Now a senior who was ranked sixth in the nation in the 141-pound weight class at press time, Diaz is recognized as one of Virginia Tech’s best grapplers ever. But at the time of his signing with Tech, the Camden, Del., native was very lightly recruited.

Though Diaz began wrestling at the early age of 6 and actually placed second in the first tournament he ever competed in, he dabbled in countless other sports while growing up and didn’t narrow his focus to wrestling until he reached the ninth grade at Caesar Rodney High School in Camden, Del. Even then, he found himself stuck on the junior varsity team. It wasn’t a situation that most supposed blue chippers have to deal with.

“I wasn’t very enthused about it,” Diaz said of his time on the JV squad. “I was ready to quit. But one of my good friends and his dad convinced me to keep doing it.”

Begrudgingly, Diaz continued on as a sophomore. His natural talent began to shine through, and he eventually wound up placing second in the state tournament. That’s when the light came on for him.

“It took me a while to get pretty serious about wrestling,” Diaz said. “Trying to compete on a higher scale with national level guys … it took a while to adjust. But I was progressively getting better throughout high school. Once I placed second in states my sophomore year, I started to compete in a lot more tournaments. I was even wrestling in the summertime. I wanted to try to become nationally ranked so I could go to college.”

The taste of success whetted Diaz’s appetite for more, and strangely enough, his home state’s size – Delaware is the second-smallest state in the nation – actually fueled his hunger.

“It [Caesar Rodney] is actually a pretty big wrestling school for Delaware, considering how small it is,” Diaz explained of The First State, which, coincidentally, also produced Tech teammate Jarrod Garnett. “There are only a handful of high schools that take wrestling really seriously, and that’s probably what actually gave me a little bit of an edge in pursuing wrestling and trying to get better.

“At the time, my team had won states multiple times in a row, and they were starting to get ranked nationally. Everybody else around me was doing it, so that gave me a little bit of a boost. Having people around me who were successful made me want to be more successful.”

No one expected Chris Diaz to turn the wrestling world upside down when he got to Tech, but he’s transformed himself into one of the nation’s best wrestlers.

And more successful he steadily became. Diaz won the state title in his weight class as a junior, finally drawing the attention of some universities, including Virginia Tech and head coach Kevin Dresser.

“There weren’t a ton of people recruiting Chris at that time,” Dresser remembered. “But I knew enough about him because I had a good relationship with some Delaware people.”

When student-athletes start getting recruited obviously varies from case to case, but for the cream of the crop – which Diaz turned out to be – senior year is a bit late in the game.

“The first time was in the beginning of my senior year,” Diaz confirmed. “I wasn’t very highly recruited because I wasn’t one of the best in my weight class nationally. Coach Dresser showed a little bit of interest at first, but I wouldn’t say he was really pursuing me.”

That all changed after Diaz stormed through his senior season and completed his career that April by winning the National High School Coaches Association senior national championship – fittingly, in Virginia, out at Virginia Beach. Shortly thereafter, Dresser and Diaz set up a date for Diaz to visit Blacksburg.

####################

*EXERCISE INSTRUCTIONS*.
a. List every person the profile of wrestler Chris Diaz names.
b. Continue the profile of wrestler Chris Diaz from its last sentence.

####################

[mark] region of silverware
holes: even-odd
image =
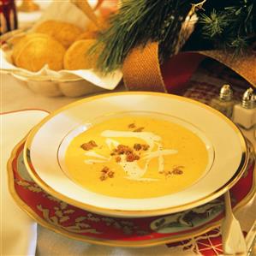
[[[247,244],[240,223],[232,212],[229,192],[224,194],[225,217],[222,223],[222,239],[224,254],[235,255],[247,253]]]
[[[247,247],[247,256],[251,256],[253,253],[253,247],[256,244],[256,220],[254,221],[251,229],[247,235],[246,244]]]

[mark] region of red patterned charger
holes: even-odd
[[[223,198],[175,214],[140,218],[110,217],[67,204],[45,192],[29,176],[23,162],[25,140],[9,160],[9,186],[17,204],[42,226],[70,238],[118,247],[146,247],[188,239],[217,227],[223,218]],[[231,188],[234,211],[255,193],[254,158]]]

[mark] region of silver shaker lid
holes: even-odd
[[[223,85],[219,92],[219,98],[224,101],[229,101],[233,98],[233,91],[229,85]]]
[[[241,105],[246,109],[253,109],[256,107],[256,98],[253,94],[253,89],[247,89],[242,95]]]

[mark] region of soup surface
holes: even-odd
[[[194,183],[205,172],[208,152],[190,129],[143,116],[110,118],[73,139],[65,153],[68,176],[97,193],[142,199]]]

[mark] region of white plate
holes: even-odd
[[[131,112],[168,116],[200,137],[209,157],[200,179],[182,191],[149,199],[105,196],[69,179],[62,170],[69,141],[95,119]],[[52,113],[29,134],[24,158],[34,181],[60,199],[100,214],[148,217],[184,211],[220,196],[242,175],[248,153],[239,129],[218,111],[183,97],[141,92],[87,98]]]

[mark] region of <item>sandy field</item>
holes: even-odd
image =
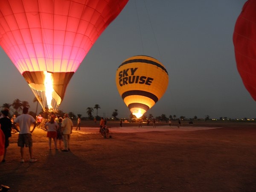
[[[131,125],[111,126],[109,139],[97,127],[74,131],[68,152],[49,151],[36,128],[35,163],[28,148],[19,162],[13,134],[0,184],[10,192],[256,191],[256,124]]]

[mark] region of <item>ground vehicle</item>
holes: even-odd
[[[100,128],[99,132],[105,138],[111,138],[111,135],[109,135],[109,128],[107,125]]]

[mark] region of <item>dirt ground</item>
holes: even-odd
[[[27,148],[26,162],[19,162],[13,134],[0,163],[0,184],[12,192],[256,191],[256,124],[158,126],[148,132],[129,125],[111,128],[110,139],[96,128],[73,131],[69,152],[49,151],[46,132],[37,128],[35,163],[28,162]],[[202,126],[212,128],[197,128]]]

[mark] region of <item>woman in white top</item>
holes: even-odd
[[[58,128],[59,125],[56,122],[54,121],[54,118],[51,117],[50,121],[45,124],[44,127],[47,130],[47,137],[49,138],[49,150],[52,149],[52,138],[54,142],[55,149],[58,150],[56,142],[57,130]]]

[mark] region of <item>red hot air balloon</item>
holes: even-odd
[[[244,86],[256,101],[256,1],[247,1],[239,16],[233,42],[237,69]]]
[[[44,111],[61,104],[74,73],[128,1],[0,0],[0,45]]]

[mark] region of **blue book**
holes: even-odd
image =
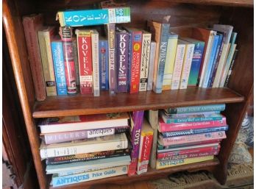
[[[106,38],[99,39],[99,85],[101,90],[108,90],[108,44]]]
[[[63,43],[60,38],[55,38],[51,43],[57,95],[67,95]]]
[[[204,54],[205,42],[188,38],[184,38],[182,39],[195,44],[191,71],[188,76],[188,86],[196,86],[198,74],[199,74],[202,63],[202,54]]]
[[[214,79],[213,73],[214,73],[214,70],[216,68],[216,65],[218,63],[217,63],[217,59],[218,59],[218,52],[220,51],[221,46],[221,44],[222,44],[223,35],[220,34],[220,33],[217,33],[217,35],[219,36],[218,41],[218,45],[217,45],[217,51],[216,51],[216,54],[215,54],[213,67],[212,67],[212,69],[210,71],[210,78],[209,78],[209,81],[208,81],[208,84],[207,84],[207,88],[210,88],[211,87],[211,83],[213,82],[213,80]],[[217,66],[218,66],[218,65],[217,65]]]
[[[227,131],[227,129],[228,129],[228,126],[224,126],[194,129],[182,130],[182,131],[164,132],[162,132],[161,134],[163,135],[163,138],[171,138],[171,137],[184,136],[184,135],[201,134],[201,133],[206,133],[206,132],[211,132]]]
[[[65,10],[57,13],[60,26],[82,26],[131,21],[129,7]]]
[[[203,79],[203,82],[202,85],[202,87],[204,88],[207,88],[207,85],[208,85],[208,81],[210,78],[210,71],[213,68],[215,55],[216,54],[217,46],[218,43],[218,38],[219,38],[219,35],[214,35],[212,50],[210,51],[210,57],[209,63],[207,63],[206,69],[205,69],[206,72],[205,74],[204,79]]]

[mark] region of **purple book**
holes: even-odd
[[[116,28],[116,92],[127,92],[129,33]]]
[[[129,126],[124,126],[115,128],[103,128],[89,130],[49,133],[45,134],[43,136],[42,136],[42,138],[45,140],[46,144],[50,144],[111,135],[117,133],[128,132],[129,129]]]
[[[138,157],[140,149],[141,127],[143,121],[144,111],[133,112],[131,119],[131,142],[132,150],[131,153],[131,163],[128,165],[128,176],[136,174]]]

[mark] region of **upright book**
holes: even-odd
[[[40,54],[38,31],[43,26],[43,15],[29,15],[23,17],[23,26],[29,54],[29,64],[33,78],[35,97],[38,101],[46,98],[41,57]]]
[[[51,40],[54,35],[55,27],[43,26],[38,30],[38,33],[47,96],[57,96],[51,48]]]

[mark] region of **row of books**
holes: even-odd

####################

*TASK-BY-TASK ANSWERS*.
a. Chris Diaz, Jarrod Garnett, Kevin Dresser

b.
However, the visit almost never happened. According to Diaz, the other school in the running for his talents was Indiana University, and he actually made a trip there before coming to Blacksburg, unbeknownst to Dresser.

“Indiana kind of snuck in there, and at the time, they had a pretty persuasive coach,” Dresser said. “They flew him out there, and we didn’t even know about it. They made him an offer and told him he had 24 hours to take it or leave it. He and his dad thought it was too good to pass up, so he took it.”

Back in those days, coaches were still permitted to send text messages to recruits. Dresser said Diaz is “kind of a quiet kid,” and that he opened up a lot more via text than in person or on a phone call.

“I just told him that I had heard he verballed to Indiana and that I was sorry to hear that,” Dresser said. “I just felt like we deserved a chance.

“The next day, Chris texted me back and said ‘Coach, I think I made a mistake.’ Virginia Tech was something he really wanted to consider. I said ‘Well, you can still come down here for a visit. You don’t have to sign anything.’”

Diaz’s visit to Blacksburg ended fewer than 24 hours before the tragic campus massacre of April 16, but to his credit, he didn’t let that affect his decision to de-commit from Indiana and become a Hokie.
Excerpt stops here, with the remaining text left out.